* [Source text]:
# # #

March books 9) The Hounds of the Morrigan

Mar 13, 2004 13:40

9) The Hounds of the Morrigan by Pat O'Shea.

Feeling ill and otherwise shattered, I've finally read this neglected classic. On my web page of Irish sf and fantasy I have catalogued a large number of Celtic legends retold for adults, some of which I have actually bought if I found them in cheap enough second hand paperback editions. They are all really crap. I don't think I've read a good retelling of Cuchulainn since Rosemary Sutcliff, or in fairness Lady Gregory. And the efforts of non-Irish writiers to paint a realistic portrait of Ireland in any era, heroic or present day, are usually just embarrassing.

The Hounds of the Morrigan is several orders of magnitude better than any of these. The genre of children swept into a parallel world where they will make a crucial contribution in the supernatural battle between good and evil is an honorable and occasionally cliched one (I'm thinking especially of E. Nesbit and Alan Garner here). But O'Shea catches the voice of Ireland accurately and sympathetically, and as well as the main story, which depends completely on the structures of Celtic mythology, I caught references to James Stephens' The Crock of Gold, Flann O'Brien's The Third Policeman and rather to my surprise (perhaps I was imagining it) Eric Cross' banned classic The Tailor and Ansty.

The book is perhaps a bit longer than it needed to be, and as with many quest narratives one does end up wondering why they had to go the long way around (the most recent Harry Potter is a particularly good example of this). But I'd have thought any literate and patient eight-year-old would find it very rewarding. In my current state of general debilitation, I certainly did.

# # #

* [Work instruction A]:
According to the book review, what kind of reader would find the novel very rewarding?
* [Work instruction B]:
Please echo a passage of the book review word for word, starting at the words "Mar 13, 2004" and stopping after "usually just embarrassing.".

# # #

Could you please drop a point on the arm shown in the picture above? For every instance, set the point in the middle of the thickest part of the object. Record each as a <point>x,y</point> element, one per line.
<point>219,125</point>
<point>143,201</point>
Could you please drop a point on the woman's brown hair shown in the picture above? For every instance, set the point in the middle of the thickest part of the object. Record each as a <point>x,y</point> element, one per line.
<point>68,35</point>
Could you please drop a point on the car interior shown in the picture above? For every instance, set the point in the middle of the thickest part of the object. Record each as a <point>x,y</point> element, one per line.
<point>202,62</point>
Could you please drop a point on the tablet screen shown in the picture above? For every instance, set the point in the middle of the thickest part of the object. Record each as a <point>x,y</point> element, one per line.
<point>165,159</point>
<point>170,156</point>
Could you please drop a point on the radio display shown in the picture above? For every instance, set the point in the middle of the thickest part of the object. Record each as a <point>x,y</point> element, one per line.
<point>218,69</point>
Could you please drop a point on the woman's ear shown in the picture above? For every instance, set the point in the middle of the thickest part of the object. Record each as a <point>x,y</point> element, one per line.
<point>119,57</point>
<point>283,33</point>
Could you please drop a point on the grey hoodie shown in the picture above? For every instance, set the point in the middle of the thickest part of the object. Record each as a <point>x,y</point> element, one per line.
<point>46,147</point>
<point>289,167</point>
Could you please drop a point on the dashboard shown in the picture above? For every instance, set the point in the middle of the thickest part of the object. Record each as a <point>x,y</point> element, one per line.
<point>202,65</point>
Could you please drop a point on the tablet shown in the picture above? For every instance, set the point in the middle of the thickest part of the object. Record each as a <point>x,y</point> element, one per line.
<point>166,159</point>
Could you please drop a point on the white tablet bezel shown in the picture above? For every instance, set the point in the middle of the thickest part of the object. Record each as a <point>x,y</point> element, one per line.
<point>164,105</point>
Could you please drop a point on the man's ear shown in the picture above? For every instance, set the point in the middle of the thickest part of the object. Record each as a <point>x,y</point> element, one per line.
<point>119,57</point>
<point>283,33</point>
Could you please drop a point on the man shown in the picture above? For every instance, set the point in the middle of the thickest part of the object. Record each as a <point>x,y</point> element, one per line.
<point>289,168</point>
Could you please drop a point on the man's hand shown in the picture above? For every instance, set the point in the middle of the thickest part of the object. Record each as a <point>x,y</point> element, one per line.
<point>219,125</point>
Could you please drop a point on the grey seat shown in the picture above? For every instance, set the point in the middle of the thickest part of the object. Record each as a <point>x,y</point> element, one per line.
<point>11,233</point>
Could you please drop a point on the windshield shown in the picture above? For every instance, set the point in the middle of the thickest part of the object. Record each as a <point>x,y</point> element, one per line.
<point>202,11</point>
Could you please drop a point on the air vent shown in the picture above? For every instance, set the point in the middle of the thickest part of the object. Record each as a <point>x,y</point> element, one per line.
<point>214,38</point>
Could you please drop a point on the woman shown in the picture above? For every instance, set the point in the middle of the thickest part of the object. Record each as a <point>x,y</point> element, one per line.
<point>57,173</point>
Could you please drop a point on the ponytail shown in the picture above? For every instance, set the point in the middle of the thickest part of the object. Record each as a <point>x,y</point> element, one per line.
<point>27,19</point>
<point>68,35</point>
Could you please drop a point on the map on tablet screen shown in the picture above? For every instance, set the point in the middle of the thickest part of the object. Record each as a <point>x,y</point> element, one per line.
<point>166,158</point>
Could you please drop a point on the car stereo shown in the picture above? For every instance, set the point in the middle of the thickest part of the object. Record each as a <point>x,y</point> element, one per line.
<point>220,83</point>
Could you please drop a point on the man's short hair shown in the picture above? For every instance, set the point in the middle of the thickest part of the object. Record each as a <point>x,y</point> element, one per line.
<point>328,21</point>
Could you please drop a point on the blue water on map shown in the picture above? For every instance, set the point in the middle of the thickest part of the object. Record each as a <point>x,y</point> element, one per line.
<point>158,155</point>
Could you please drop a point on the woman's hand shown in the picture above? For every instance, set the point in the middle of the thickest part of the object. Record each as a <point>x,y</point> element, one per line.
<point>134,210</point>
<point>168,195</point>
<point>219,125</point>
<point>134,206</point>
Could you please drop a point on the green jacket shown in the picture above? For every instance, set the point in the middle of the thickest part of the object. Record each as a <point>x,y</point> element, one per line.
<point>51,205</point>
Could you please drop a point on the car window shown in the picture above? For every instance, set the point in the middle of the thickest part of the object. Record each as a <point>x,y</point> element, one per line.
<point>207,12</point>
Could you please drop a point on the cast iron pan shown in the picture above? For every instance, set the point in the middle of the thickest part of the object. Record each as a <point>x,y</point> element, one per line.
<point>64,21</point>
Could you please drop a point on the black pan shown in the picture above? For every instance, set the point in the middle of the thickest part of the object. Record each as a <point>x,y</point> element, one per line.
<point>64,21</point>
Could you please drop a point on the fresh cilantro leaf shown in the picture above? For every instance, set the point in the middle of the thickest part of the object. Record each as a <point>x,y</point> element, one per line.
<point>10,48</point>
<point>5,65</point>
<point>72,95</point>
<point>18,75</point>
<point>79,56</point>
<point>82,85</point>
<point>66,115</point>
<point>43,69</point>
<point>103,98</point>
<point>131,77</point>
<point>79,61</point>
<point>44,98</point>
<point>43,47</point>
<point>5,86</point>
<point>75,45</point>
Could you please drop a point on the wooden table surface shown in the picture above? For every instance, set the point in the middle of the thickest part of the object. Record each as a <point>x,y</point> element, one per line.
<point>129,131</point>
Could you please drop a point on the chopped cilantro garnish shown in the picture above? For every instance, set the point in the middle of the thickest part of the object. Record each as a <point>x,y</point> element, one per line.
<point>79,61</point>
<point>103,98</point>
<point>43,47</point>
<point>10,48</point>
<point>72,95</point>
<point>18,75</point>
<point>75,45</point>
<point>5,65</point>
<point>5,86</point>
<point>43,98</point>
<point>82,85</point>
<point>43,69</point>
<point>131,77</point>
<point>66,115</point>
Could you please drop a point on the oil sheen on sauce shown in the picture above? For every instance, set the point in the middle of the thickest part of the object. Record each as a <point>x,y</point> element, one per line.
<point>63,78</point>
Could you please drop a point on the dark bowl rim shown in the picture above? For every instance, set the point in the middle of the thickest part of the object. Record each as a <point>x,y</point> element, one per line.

# # #

* [Written reply A]:
Any literate and patient eight-year-old.

* [Written reply B]:
Mar 13, 2004 13:40

9) The Hounds of the Morrigan by Pat O'Shea.

Feeling ill and otherwise shattered, I've finally read this neglected classic. On my web page of Irish sf and fantasy I have catalogued a large number of Celtic legends retold for adults, some of which I have actually bought if I found them in cheap enough second hand paperback editions. They are all really crap. I don't think I've read a good retelling of Cuchulainn since Rosemary Sutcliff, or in fairness Lady Gregory. And the efforts of non-Irish writiers to paint a realistic portrait of Ireland in any era, heroic or present day, are usually just embarrassing.